• **What this task involves**
List every line of the listing that contains the word "fence", and copy each one in full.

• **Working data**

━━━━━━━━

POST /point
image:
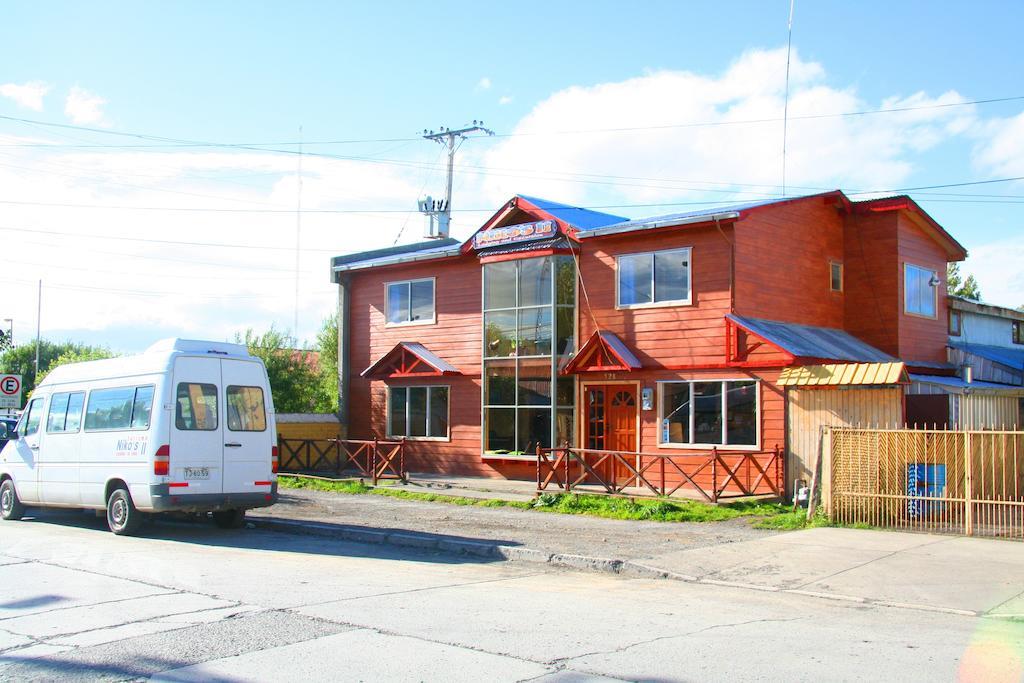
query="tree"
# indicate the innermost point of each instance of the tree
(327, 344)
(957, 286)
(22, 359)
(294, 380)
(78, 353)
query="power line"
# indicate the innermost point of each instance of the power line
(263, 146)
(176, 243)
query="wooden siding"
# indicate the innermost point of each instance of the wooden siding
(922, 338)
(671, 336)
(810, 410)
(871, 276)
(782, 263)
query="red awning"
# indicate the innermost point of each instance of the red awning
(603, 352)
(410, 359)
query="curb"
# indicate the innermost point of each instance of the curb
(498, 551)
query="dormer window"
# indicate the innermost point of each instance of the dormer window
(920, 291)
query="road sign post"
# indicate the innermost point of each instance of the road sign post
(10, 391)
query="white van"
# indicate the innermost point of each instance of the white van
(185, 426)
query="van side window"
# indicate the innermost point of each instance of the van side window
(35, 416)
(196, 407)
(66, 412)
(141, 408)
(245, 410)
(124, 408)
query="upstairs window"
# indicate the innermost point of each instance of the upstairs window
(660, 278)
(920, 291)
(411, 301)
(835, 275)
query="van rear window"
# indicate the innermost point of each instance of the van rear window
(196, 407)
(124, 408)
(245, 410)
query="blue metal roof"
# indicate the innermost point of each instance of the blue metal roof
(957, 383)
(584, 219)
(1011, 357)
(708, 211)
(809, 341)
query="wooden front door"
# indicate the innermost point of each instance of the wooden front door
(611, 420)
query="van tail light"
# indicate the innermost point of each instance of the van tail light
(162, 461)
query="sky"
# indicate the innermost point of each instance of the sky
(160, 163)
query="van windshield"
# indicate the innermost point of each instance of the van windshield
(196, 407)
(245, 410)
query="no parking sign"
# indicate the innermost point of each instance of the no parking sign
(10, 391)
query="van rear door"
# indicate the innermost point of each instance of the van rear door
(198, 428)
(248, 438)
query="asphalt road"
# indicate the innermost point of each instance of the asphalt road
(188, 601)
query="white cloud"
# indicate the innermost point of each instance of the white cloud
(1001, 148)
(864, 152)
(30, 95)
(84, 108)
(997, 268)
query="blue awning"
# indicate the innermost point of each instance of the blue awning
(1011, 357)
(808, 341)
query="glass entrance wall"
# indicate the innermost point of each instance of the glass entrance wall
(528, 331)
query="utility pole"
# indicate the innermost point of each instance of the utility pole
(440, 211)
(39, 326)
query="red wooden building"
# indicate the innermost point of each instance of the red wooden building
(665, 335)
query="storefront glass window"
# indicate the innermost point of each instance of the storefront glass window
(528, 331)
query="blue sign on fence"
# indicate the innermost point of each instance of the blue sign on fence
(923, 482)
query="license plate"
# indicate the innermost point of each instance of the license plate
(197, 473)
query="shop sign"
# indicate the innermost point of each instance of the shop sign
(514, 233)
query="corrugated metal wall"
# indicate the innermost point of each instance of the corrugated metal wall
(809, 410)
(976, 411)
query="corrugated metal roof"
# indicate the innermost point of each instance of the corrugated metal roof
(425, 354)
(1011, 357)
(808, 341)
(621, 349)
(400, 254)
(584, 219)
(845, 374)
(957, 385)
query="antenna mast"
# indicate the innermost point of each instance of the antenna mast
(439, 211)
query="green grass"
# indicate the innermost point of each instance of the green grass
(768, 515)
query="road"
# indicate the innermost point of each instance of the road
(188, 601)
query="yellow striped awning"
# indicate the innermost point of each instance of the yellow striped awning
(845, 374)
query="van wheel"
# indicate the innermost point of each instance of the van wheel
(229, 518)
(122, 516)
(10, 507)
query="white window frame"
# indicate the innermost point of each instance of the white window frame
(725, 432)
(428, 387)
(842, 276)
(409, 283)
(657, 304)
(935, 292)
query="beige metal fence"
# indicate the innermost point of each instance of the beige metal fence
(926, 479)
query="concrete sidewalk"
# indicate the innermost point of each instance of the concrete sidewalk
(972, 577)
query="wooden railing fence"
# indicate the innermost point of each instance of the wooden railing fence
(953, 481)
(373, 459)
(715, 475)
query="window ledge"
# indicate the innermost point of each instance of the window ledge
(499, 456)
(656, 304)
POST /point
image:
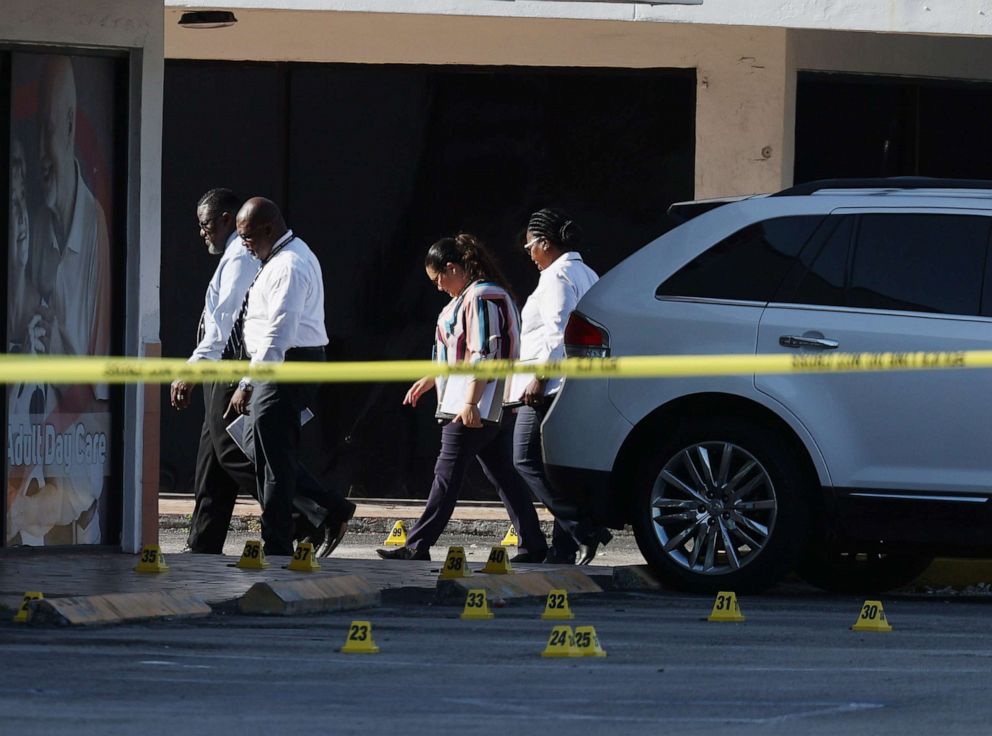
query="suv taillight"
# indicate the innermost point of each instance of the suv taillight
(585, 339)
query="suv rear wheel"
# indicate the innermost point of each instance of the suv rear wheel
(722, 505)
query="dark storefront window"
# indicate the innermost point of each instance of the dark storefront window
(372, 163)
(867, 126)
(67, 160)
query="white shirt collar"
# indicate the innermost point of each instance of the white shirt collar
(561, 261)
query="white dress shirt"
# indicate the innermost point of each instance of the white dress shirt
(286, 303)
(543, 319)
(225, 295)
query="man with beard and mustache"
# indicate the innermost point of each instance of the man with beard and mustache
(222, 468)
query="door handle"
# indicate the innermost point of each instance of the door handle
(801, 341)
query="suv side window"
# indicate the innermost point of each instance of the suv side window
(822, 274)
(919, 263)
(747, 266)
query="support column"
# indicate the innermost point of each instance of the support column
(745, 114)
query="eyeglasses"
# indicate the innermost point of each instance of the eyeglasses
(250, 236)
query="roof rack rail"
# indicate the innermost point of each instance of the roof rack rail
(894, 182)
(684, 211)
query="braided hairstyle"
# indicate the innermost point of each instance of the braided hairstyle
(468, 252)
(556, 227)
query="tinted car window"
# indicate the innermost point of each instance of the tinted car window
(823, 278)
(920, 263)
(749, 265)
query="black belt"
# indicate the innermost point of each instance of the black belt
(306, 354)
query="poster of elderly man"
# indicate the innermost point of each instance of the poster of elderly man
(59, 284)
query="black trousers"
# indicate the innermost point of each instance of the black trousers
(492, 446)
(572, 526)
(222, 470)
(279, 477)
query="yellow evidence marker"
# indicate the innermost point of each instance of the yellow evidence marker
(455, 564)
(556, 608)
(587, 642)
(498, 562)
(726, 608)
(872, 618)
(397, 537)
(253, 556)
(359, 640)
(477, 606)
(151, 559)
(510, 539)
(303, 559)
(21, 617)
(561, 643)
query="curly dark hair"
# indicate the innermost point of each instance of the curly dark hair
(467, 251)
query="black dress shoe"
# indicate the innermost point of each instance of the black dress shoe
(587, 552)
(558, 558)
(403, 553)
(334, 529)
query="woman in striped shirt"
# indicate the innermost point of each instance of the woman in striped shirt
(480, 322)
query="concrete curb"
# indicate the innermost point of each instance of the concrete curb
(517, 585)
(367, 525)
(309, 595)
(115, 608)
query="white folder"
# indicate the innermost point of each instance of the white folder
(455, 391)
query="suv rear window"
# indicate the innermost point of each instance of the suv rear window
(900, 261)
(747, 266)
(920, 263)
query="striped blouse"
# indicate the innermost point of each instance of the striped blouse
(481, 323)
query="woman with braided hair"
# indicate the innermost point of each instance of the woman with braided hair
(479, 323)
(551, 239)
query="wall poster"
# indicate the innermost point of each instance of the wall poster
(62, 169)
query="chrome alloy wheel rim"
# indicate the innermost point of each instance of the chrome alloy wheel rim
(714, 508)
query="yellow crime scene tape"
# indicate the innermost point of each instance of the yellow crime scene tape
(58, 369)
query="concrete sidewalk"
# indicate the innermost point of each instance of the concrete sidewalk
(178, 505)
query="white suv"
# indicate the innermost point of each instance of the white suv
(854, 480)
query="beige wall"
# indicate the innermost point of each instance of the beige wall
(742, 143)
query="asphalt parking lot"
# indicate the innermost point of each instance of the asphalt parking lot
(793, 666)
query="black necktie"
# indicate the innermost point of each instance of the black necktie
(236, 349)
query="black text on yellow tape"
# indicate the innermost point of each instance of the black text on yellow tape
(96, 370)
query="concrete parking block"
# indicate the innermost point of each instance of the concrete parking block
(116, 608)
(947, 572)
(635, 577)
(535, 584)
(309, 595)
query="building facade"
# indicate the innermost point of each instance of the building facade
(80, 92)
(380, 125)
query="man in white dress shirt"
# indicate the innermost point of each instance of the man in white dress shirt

━━━━━━━━

• **Result**
query="blue sign on fence"
# indicate the innermost point of each instance of the blue sign on fence
query="beige metal fence"
# indicate the innermost point of each instance of the beige metal fence
query="wooden railing fence"
# indicate the innermost point of each instance of the wooden railing fence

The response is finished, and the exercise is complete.